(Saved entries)
● ● ● ● ● ● ●
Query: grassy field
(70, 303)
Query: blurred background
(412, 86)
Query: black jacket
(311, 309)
● ● ● ● ● ● ●
▸ TASK TO CARRY OUT:
Output every record above exactly as it was given.

▸ EXERCISE OUTPUT:
Query: grassy field
(70, 303)
Query: blurred background
(412, 86)
Query: black jacket
(311, 309)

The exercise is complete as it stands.